- **PROVIDED DATA**:
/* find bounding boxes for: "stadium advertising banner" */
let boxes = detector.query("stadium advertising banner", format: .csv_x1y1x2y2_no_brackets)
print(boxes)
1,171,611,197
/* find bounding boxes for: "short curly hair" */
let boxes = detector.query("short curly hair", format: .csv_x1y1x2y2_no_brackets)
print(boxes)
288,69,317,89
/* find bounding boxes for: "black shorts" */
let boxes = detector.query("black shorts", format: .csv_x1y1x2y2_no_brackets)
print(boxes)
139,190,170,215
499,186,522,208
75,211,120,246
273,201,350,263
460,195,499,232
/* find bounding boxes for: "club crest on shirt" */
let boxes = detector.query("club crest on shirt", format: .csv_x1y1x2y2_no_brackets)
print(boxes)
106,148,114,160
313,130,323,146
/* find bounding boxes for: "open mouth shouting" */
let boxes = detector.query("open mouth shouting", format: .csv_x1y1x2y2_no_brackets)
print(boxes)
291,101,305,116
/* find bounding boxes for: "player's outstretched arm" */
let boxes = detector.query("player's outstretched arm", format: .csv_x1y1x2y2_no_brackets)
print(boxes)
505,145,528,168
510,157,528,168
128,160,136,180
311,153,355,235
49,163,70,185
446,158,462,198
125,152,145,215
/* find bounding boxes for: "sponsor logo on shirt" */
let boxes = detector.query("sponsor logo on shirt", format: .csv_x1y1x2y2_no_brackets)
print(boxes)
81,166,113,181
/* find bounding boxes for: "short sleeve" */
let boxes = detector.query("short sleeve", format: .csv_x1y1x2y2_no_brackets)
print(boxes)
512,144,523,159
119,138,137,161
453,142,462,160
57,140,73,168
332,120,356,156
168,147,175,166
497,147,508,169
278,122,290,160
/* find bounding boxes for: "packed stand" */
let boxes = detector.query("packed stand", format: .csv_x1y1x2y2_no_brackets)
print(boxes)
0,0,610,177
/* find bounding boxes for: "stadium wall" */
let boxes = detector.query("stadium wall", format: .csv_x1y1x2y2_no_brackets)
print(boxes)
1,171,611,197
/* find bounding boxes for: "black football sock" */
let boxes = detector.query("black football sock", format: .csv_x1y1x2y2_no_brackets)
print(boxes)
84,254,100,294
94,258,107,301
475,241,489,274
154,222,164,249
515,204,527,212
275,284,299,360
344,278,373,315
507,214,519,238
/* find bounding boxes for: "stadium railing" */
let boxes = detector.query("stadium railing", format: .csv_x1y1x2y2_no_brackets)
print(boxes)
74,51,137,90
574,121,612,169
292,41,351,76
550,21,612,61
* * *
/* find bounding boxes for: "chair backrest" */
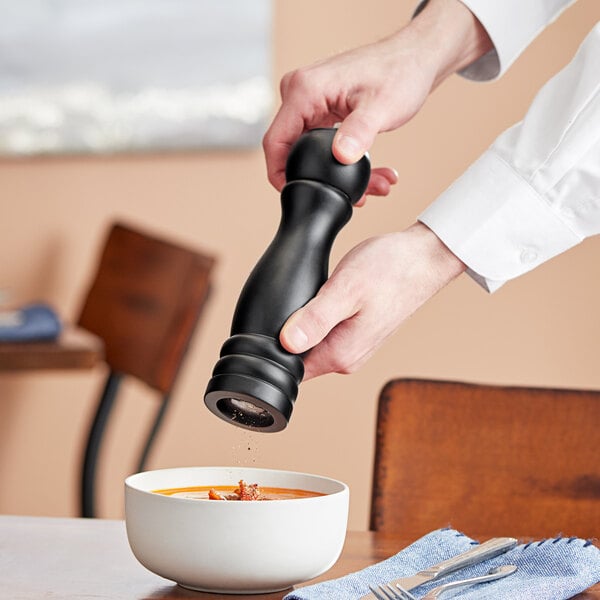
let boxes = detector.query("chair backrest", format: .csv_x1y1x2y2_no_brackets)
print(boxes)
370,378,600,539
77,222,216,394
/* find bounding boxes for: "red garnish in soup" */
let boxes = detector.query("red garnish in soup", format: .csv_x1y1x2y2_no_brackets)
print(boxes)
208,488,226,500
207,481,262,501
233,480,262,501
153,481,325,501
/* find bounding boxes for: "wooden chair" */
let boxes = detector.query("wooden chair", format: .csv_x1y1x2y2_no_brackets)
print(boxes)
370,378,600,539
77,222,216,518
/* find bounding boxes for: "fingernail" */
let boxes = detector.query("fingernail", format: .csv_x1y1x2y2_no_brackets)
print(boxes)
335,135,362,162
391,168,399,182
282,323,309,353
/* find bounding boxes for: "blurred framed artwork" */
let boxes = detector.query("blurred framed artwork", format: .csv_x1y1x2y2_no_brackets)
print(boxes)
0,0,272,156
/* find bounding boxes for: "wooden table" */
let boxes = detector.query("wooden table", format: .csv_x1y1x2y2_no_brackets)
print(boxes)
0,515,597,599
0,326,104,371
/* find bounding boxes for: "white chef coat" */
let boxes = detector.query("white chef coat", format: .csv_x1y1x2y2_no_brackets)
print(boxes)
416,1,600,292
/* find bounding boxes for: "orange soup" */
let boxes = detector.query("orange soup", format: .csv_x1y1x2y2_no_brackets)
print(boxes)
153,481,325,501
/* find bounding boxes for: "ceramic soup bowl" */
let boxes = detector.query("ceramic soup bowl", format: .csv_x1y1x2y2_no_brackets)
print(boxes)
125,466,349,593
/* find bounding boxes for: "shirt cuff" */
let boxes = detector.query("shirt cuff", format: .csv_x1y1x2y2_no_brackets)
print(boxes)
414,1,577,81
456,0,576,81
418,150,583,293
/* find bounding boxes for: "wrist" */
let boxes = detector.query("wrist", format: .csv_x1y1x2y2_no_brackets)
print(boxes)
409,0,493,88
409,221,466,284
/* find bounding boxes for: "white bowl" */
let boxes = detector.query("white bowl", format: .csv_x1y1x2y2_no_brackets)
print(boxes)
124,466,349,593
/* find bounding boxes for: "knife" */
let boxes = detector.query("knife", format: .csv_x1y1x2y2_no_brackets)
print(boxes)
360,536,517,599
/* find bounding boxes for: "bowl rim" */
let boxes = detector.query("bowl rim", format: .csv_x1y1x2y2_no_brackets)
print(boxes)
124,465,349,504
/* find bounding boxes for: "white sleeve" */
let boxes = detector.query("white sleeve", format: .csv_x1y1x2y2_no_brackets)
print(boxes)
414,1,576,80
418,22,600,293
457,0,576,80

- **TASK DESCRIPTION**:
Where in the records does the word "sleeve" appear? Copy each line that holds it.

- **ANSWER BELOW**:
/* find bounding boxes for: "short sleeve" */
let boxes = detector.query("short sleeve", format: .csv_x1y1x2y2_no_brackets)
/* find bounding boxes for: "white sleeve" */
let boxes = detector.query("white sleeve", format: .csv_x1y1x2y2_no_brackets)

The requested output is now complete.